과제 목표:
아래 행에서 "Spot the blue-tinted"이 들어 있는 줄부터 행의 끝까지를 한 줄에 문자열 하나씩 대응하는 JSON 목록으로 바꿔 쓰세요. 빈 줄은 빼고, 그림은 답에 넣지 마세요.

[데이터셋 행]
>>

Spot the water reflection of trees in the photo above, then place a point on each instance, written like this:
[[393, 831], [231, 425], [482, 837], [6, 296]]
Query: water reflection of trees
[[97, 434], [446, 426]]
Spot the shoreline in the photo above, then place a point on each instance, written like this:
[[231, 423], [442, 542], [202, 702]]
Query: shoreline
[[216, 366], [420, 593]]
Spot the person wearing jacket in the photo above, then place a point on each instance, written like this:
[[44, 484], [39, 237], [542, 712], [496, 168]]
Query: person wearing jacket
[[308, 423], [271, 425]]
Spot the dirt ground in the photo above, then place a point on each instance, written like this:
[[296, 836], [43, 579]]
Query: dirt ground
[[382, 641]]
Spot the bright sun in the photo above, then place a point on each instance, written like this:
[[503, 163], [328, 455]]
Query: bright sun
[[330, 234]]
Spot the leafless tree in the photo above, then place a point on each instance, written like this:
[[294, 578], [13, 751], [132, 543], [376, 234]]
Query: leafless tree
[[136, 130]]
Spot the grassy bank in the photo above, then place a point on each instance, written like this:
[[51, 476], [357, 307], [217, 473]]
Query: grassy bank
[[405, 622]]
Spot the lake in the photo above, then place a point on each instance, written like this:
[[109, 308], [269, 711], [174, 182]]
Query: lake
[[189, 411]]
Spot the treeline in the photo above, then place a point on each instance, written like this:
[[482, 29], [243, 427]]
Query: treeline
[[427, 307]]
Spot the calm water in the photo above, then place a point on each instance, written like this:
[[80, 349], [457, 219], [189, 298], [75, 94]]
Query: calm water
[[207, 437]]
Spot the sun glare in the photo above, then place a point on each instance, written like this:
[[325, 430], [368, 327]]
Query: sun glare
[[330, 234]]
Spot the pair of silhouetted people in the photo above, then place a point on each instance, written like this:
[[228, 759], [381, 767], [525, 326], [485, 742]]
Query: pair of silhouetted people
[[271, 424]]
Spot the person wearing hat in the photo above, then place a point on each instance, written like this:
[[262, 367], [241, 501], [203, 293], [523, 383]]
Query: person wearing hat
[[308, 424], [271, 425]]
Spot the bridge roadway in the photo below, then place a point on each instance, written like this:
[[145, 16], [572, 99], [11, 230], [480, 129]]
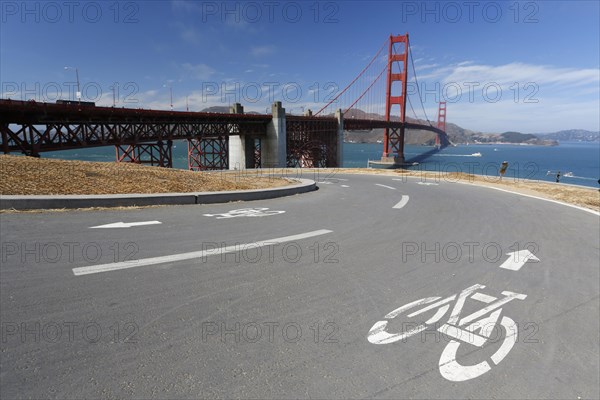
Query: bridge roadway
[[189, 327], [32, 128]]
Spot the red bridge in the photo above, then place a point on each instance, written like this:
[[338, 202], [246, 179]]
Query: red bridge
[[235, 140]]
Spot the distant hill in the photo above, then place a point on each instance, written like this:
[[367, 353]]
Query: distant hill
[[457, 134], [573, 135]]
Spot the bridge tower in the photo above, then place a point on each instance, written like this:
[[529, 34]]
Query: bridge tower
[[441, 121], [393, 139]]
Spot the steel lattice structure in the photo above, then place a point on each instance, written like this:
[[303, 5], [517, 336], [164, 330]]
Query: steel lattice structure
[[32, 128], [311, 142]]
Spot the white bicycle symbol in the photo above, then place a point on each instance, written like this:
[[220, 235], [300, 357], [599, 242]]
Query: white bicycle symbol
[[462, 330], [245, 212]]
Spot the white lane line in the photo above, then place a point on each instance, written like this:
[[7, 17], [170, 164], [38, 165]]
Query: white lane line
[[385, 186], [402, 202], [125, 224], [517, 259], [95, 269]]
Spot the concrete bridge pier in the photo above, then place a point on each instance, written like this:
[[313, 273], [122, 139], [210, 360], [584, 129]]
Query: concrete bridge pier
[[274, 146]]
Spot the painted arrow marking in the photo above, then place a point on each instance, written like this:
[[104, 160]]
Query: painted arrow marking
[[517, 259], [126, 224], [402, 202], [385, 186]]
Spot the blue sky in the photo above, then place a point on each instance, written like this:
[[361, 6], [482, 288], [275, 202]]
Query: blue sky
[[531, 66]]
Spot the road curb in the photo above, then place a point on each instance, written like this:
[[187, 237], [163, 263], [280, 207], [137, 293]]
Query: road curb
[[128, 200]]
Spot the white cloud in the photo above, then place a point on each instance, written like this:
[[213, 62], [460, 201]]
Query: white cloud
[[531, 98], [198, 71], [259, 51]]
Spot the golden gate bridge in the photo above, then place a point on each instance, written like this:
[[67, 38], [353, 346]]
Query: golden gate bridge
[[235, 140]]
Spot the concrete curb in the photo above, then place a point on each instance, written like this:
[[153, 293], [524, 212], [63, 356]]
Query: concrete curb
[[128, 200]]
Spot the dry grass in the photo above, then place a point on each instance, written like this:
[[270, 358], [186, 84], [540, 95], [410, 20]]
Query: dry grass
[[35, 176], [27, 176], [577, 195]]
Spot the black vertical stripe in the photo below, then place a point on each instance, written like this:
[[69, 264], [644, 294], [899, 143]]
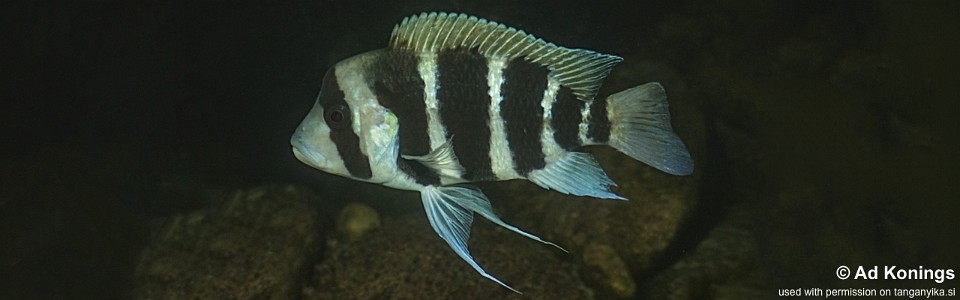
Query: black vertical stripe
[[347, 142], [565, 119], [399, 87], [523, 87], [463, 100], [599, 130]]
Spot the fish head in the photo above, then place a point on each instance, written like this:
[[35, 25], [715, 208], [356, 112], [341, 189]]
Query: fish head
[[347, 132]]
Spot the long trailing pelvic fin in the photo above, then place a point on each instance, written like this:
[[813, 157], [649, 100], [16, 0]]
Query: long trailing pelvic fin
[[450, 211]]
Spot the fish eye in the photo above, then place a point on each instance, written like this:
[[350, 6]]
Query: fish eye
[[337, 115]]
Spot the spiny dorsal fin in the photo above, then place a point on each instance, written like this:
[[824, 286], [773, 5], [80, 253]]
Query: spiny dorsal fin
[[580, 70]]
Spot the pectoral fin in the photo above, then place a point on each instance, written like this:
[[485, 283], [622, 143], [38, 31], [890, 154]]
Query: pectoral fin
[[441, 161]]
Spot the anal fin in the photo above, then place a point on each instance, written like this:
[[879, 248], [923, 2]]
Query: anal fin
[[576, 173]]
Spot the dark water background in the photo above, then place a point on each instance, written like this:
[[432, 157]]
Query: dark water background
[[116, 113]]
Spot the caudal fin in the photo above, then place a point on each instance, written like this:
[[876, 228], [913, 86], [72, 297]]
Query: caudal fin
[[640, 127]]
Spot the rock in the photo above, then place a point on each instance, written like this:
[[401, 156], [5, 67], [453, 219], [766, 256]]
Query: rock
[[406, 259], [355, 220], [638, 230], [604, 270], [255, 243], [722, 266]]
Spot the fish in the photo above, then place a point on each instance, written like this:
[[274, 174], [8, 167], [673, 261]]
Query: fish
[[456, 99]]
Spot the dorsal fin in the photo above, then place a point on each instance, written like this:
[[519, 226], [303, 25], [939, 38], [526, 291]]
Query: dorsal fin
[[580, 70]]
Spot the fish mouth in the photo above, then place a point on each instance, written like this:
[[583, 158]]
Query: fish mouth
[[305, 154]]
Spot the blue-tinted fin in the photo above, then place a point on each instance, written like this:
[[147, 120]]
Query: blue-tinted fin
[[450, 211], [640, 127], [442, 160], [576, 173]]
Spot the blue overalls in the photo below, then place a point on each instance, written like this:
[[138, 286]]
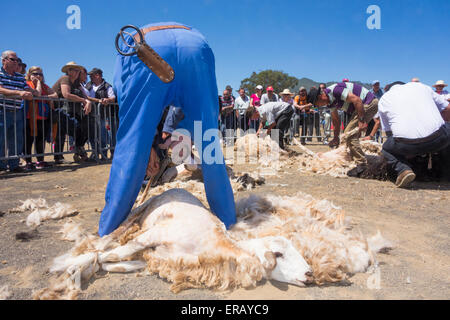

<<

전체 답안:
[
  "Spot the blue-tinted fin in the photo above, then place a point on each instance, written like this:",
  "[[147, 120]]",
  "Query: blue-tinted fin",
  "[[450, 211], [640, 127], [442, 160], [576, 173]]",
  "Spot the blue overalls in the photo below, then place a point on each instance, written like this:",
  "[[138, 286]]"
]